Quote the stretch of material from the line containing "Each instance receives one point. Annotate the sky" through the line containing "[[388, 246], [309, 229]]", with both of those lines included. Reproduce only those lines.

**DATA RECORDS**
* start *

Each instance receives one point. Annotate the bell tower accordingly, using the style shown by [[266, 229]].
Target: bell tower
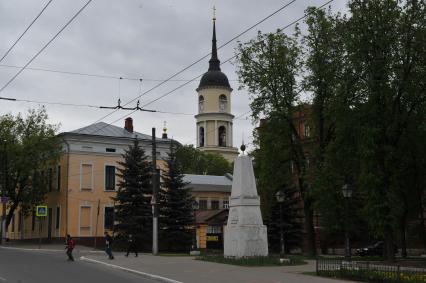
[[214, 121]]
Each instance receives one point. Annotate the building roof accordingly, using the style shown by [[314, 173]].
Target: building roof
[[104, 129]]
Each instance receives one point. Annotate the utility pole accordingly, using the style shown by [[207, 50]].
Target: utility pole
[[154, 200]]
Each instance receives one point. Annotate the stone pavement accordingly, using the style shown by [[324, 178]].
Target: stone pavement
[[188, 270]]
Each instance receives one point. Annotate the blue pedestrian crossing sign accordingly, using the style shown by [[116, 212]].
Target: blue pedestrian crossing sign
[[41, 210]]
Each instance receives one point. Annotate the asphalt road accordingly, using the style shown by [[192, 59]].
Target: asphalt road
[[44, 267]]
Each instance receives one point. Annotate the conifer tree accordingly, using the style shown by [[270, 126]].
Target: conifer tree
[[133, 200], [176, 215]]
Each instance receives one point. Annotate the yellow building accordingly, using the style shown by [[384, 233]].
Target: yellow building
[[83, 183], [214, 121]]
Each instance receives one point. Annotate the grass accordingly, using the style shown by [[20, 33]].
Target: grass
[[253, 261]]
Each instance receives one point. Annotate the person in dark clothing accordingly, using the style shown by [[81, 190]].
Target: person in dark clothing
[[131, 245], [108, 245], [70, 244]]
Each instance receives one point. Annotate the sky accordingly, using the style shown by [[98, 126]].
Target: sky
[[131, 39]]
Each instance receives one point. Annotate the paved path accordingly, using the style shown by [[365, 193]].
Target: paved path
[[26, 266]]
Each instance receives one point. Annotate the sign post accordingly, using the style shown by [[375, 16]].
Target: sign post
[[41, 212]]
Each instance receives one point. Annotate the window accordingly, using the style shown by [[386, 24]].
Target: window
[[222, 136], [49, 179], [202, 204], [109, 178], [201, 136], [307, 131], [85, 221], [222, 103], [226, 204], [200, 104], [109, 218], [58, 179], [86, 176], [215, 204], [58, 217]]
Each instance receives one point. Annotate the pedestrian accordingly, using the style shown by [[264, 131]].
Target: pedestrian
[[70, 244], [108, 245], [131, 245]]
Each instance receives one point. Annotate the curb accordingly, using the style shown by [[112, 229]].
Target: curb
[[148, 275]]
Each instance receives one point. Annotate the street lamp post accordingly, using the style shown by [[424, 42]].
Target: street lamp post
[[280, 199], [347, 194], [195, 207]]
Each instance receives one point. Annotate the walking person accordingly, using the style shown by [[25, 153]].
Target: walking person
[[70, 244], [108, 245], [131, 245]]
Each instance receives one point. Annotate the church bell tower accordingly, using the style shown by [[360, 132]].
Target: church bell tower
[[214, 120]]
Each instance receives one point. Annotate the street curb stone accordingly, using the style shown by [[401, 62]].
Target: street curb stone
[[148, 275]]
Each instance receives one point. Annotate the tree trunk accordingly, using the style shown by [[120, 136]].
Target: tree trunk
[[388, 246], [309, 229]]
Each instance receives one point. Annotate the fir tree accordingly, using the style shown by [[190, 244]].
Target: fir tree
[[176, 215], [133, 200]]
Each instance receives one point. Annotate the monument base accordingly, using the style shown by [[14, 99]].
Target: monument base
[[245, 241]]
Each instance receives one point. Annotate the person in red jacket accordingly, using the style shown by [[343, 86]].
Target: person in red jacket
[[70, 244]]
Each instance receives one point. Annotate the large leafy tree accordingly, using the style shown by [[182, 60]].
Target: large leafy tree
[[28, 146], [195, 161], [176, 215], [133, 200], [268, 67]]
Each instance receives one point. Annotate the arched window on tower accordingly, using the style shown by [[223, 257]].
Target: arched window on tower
[[222, 136], [200, 104], [201, 138], [222, 103]]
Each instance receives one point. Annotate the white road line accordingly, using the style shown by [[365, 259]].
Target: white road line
[[32, 250], [152, 276]]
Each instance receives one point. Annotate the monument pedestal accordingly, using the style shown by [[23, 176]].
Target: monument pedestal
[[245, 235]]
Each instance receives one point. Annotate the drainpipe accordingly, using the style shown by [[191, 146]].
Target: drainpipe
[[67, 187]]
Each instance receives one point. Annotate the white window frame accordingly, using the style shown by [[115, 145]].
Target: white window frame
[[81, 177]]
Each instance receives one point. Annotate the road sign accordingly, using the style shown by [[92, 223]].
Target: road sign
[[41, 210]]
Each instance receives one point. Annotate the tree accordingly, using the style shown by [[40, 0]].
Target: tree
[[176, 217], [29, 146], [133, 200], [268, 67], [195, 161]]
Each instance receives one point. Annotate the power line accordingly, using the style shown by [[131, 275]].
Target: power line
[[25, 31], [45, 46], [202, 58]]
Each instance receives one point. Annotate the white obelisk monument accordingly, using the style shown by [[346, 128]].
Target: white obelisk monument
[[245, 234]]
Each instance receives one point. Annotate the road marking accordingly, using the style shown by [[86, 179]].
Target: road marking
[[32, 250], [152, 276]]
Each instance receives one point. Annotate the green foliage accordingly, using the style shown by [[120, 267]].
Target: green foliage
[[197, 162], [29, 147], [253, 261], [133, 200], [176, 214]]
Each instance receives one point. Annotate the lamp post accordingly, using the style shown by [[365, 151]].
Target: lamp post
[[280, 199], [347, 194], [195, 207]]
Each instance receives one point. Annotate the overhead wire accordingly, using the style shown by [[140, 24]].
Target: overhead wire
[[25, 31], [45, 46]]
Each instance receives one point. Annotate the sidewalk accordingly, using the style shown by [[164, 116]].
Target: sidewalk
[[188, 270]]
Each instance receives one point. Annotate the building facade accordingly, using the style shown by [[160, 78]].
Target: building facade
[[83, 183], [214, 121]]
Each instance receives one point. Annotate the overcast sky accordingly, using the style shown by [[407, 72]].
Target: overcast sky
[[146, 39]]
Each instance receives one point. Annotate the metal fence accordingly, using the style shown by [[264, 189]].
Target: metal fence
[[369, 271]]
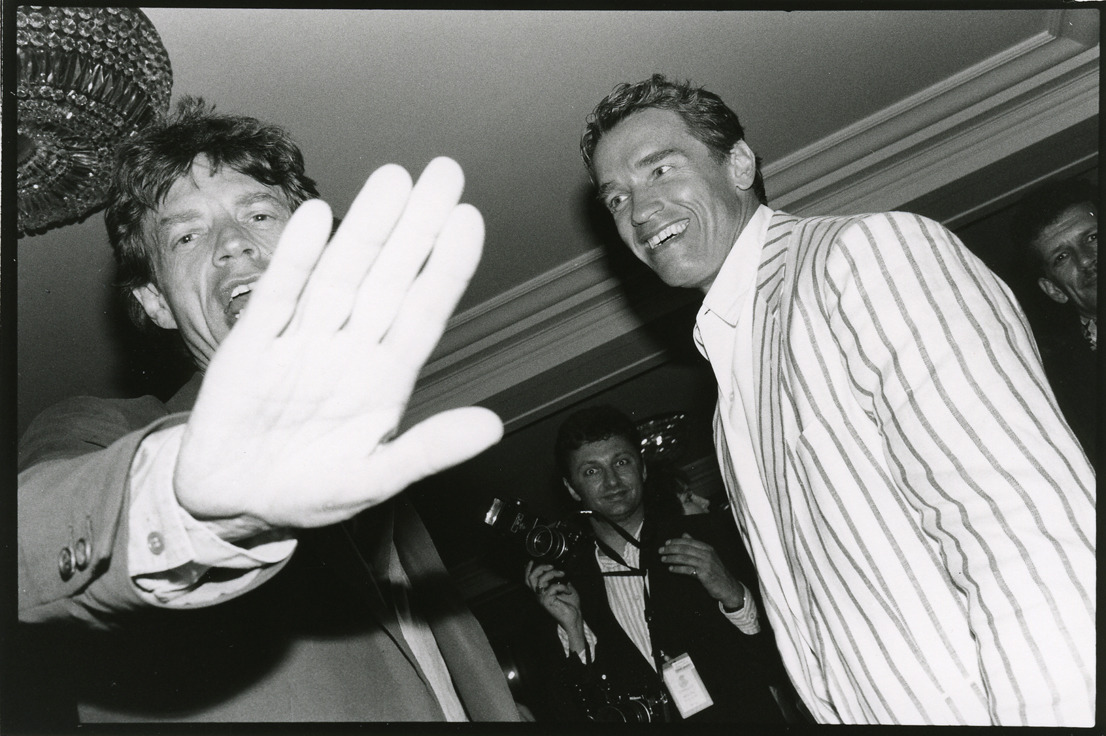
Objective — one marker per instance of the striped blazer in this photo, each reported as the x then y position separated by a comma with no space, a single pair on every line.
921,518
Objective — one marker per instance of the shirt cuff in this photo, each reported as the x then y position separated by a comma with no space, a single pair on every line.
745,619
168,550
590,639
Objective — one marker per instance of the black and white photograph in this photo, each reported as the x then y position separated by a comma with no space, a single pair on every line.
552,368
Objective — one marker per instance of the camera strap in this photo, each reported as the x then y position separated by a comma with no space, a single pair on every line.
630,570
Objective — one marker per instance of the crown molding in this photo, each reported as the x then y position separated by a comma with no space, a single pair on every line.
1036,89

* end *

**TASK RESPONSE**
Each instance receives one point. Annotate the sky accordingly, using the style shown by [[98, 126]].
Target: sky
[[131, 39]]
Each instance receives one point. Annotate the paved path accordingly, using the style shown by [[365, 193]].
Target: paved path
[[26, 266]]
Each instance receives one point. Annotate the sign post accordingly, using the style shown by [[375, 16]].
Target: sign post
[[41, 212]]
Each instance receives one point. Annotate the window accordingly, using the style shown by [[386, 24]].
Target: window
[[222, 136], [49, 179], [202, 204], [109, 178], [201, 136], [307, 131], [85, 221], [222, 103], [226, 204], [200, 104], [109, 218], [58, 179], [86, 176], [215, 204], [58, 217]]
Each instance receives one point. Annotate the pedestrian accordingly, using the style shown by [[264, 131]].
Target: pedestrian
[[70, 244], [108, 245], [131, 245]]
Each instance receives one point. Annotate the curb accordingly, using the style shown by [[112, 229]].
Target: curb
[[148, 275]]
Each instance receives one point. Annotate the street lamp post accordingly, using the style shown by [[424, 42]].
Target: street lamp post
[[280, 199], [347, 194], [195, 207]]
Each instance receives one point. Annotate the walking person accordingly, using the style shown by [[25, 153]].
Target: walking person
[[70, 244], [108, 245], [131, 245]]
Each instance receives one point. Annotate the church bell tower accordingly, using the style shown by [[360, 132]].
Target: church bell tower
[[214, 120]]
Each instance receives one point. Annotate the street curb stone accordingly, using the style shown by [[401, 62]].
Target: street curb stone
[[148, 275]]
Each instance receives one point. Annotate the tree trunk accordingly, using the style shown by [[120, 136]].
Target: tree trunk
[[388, 246], [309, 229]]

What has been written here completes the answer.